> [Exercise brief]
Continue the notebook on integrating a new year of FERC Form 1 data, picking up right after its last sentence.

> [Passage shown]
● ● ●

# Integrating a New Year of FERC Form 1
* Every September / October we integrate a new year of FERC Form 1 data.
* This notebook contains some tools to help with that somewhat manual process.

## Before you start!
You will need:
* An up-to-date FERC Form 1 database with all years of available data in it (**including the new year**).
* An up-to-date PUDL database with all years of available EIA data in it (**including** the new year).
* An up-to-date PUDL database with all years of available FERC Form 1 data in it (**NOT** including the new year).

In [None]:
%load_ext autoreload
%autoreload 2

In [None]:
import sys
import re
import pandas as pd
import sqlalchemy as sa
import pudl
import dbfread
import pathlib
import pudl.constants as pc

import logging
logger = logging.getLogger()
logger.setLevel(logging.INFO)
handler = logging.StreamHandler(stream=sys.stdout)
formatter = logging.Formatter('%(message)s')
handler.setFormatter(formatter)
logger.handlers = [handler]

import matplotlib.pyplot as plt
import matplotlib as mpl
import seaborn as sns
sns.set()
%matplotlib inline

In [None]:
mpl.rcParams['figure.figsize'] = (10,4)
mpl.rcParams['figure.dpi'] = 150
pd.options.display.max_columns = 100
pd.options.display.max_rows = 200

In [None]:
pudl_settings = pudl.workspace.setup.get_defaults()
ferc1_engine = sa.create_engine(pudl_settings['ferc1_db'])
pudl_engine = sa.create_engine(pudl_settings['pudl_db'])
pudl_settings

## Generate new Row Maps
* The FERC 1 Row Maps function similarly to the xlsx_maps that we use to track which columns contain what data across years in the EIA spreadsheets.

● ● ●

> [Record excerpts]
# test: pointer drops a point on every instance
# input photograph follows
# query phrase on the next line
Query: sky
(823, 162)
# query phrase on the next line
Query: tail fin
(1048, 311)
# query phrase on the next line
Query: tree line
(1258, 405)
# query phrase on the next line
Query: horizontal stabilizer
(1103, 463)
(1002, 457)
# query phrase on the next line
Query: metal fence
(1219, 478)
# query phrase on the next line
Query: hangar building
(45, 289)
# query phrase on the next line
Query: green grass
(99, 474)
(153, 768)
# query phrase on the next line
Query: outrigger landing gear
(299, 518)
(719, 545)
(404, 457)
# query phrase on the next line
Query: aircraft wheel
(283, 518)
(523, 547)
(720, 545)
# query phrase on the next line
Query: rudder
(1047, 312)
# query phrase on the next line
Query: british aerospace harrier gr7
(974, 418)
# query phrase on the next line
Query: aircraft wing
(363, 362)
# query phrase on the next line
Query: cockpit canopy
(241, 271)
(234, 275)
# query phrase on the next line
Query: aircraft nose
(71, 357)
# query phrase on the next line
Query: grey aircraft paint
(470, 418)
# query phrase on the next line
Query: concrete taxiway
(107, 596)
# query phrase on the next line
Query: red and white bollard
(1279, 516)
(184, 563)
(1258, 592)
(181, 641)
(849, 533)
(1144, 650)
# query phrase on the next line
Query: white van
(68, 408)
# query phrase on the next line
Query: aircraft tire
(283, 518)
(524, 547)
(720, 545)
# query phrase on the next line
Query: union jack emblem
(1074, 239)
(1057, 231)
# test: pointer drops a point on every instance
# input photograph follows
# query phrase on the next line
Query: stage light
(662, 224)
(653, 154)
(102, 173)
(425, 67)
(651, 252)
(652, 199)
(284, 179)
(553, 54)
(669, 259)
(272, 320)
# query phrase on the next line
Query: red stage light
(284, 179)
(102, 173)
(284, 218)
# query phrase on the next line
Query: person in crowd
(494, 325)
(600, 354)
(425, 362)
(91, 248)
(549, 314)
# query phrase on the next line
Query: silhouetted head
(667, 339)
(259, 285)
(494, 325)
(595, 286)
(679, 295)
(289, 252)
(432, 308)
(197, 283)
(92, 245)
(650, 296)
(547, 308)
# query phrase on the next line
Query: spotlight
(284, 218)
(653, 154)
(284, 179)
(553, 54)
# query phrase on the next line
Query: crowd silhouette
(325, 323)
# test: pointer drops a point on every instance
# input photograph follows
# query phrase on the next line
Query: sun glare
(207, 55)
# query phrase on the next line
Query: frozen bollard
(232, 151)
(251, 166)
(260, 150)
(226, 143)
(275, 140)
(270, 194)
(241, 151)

● ● ●

> [Answer to the task]
* In many FERC 1 tables, a particular piece of reported data is associated not only with a named column in the database, but also what "row" the data showed up on.
* So for instance, in the Plant in Service table, the column might contain "additions" to plant in service, while each numbered row corrresponds to an individual FERC Account to which value was added.
* However, from year to year which row corresponds to which value (e.g. which FERC account) changes, as new rows are added, or obsolete rows are removed.
* To keep all this straight, we look at the "row literals" -- the labels that are associated with each row number -- year by year.
* Any time the row literals change between years, we compare the tables for those two adjacent years to see if the row numbers associated with a given piece of data have actually changed.
* However, many tables are not organized this way, and in most tables that are organized this way, in most years, the rows don't change.
* The row maps are stored in CSVs, under `src/pudl/package_data/meta/ferc1_row_maps`

In [None]:
def get_row_literals(table_name, report_year, ferc1_engine):
    row_literals = (
        pd.read_sql("f1_row_lit_tbl", ferc1_engine)
        .query(f"sched_table_name=='{table_name}'")
        .query(f"report_year=={report_year}")
        .sort_values("row_number")
    )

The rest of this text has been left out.